Text provided:
--*--

There is a genre of political commentary that has been running hot since roughly January 2025, and it goes something like this: MAGA is a Trump-specific aberration, the fever will break when he leaves the scene, and the Republican Party will have the opportunity to rebuild itself on something resembling a coherent conservative foundation. The establishment will reassert itself. The adults will return to the room. The nightmare ends and the restoration begins.

This is fan fiction. Compelling fan fiction, written by people who really want it to be true, but fan fiction nonetheless.

The restoration fantasy, to borrow a phrase from Perry Mason, relies on facts not in evidence. And the facts that are in evidence point somewhere considerably less comfortable.

The Coalition That Never Actually Worked

Start with the foundational myth: that there was a healthy, functional Republican Party that Trump corrupted and hijacked. This requires a selective and somewhat heroic reading of recent history.

The pre-Trump Republican Party was losing the popular vote in presidential elections with grinding consistency. It was running on a policy agenda - entitlement cuts, endless foreign engagement, trickle-down economics - that its own base had already quietly rejected. The donor class wanted one thing. The voters showing up in the primaries wanted something else entirely. That tension didn't begin with Trump. Trump was the pressure release valve on a boiler that had been building for thirty years.

The Country Club Republicans, the Chamber of Commerce wing, the capital class that actually writes the checks and staffs the think tanks - they never had the votes to elect a dog catcher on their own. They knew this. The whole project of modern conservatism since the 1960s has been the careful assembly of coalition partners who could provide the electoral mass that the establishment alone couldn't generate.

The establishment didn't build a coalition. It made a series of Faustian bargains, and the devil has finally shown up to collect.

The Bargains, In Order

The Southern Strategy was the original sin. Nixon's team understood that the Democratic Party's embrace of civil rights had created a massive pool of resentful white Southern voters with nowhere to go. The decision to go harvest them was deliberate, documented, and successful. It also meant inviting racial resentment into the coalition as a load-bearing structural element. You can't do that and then express surprise, fifty years later, that racial resentment has become load-bearing.

--*--

[Part of a data file]

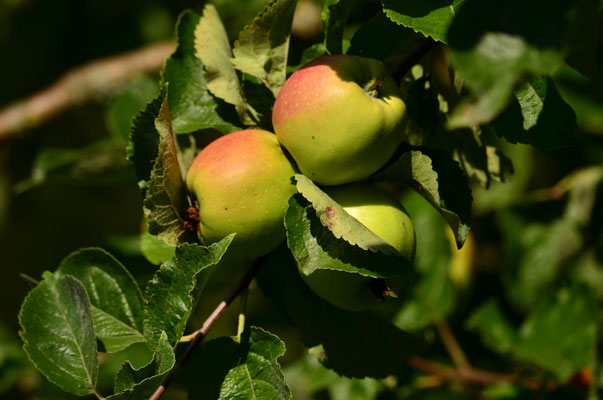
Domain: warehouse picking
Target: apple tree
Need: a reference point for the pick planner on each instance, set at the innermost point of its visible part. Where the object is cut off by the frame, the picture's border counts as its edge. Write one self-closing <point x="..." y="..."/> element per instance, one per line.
<point x="403" y="135"/>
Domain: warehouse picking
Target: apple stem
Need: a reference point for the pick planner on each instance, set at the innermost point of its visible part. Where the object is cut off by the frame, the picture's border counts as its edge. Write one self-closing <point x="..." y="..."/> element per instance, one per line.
<point x="372" y="86"/>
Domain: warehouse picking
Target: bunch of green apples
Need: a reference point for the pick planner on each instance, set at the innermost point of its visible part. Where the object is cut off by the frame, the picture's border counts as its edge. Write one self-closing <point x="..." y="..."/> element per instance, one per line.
<point x="340" y="118"/>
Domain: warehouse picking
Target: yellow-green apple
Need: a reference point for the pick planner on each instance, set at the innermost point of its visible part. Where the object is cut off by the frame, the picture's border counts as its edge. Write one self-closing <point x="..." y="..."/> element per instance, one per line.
<point x="385" y="216"/>
<point x="242" y="182"/>
<point x="341" y="118"/>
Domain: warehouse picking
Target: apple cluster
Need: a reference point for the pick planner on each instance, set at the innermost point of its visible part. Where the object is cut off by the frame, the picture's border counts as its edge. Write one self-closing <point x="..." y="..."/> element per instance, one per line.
<point x="340" y="118"/>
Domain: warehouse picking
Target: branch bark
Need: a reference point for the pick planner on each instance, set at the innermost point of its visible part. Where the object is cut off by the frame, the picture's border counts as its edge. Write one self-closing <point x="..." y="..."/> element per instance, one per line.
<point x="90" y="81"/>
<point x="199" y="335"/>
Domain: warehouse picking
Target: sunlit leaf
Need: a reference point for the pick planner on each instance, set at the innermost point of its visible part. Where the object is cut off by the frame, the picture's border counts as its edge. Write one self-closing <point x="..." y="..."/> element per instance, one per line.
<point x="168" y="295"/>
<point x="58" y="333"/>
<point x="243" y="367"/>
<point x="262" y="47"/>
<point x="116" y="301"/>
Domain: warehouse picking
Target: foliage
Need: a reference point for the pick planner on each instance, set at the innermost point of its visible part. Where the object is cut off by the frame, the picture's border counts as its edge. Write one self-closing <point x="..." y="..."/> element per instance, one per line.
<point x="509" y="250"/>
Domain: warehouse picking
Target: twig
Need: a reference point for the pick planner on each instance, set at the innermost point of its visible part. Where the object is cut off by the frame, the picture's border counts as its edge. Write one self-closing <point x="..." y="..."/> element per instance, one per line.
<point x="90" y="81"/>
<point x="241" y="326"/>
<point x="207" y="325"/>
<point x="470" y="374"/>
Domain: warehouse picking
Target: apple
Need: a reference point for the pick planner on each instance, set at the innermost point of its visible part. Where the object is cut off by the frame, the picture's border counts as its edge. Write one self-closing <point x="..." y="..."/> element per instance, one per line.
<point x="242" y="182"/>
<point x="385" y="216"/>
<point x="341" y="117"/>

--*--

What the task requires: Revise the stretch of the commentary on the Republican Party from "The Southern Strategy" through "has become load-bearing.", putting "racial grievance" wherever "racial resentment" appears.

Output of the task:
The Southern Strategy was the original sin. Nixon's team understood that the Democratic Party's embrace of civil rights had created a massive pool of resentful white Southern voters with nowhere to go. The decision to go harvest them was deliberate, documented, and successful. It also meant inviting racial grievance into the coalition as a load-bearing structural element. You can't do that and then express surprise, fifty years later, that racial grievance has become load-bearing.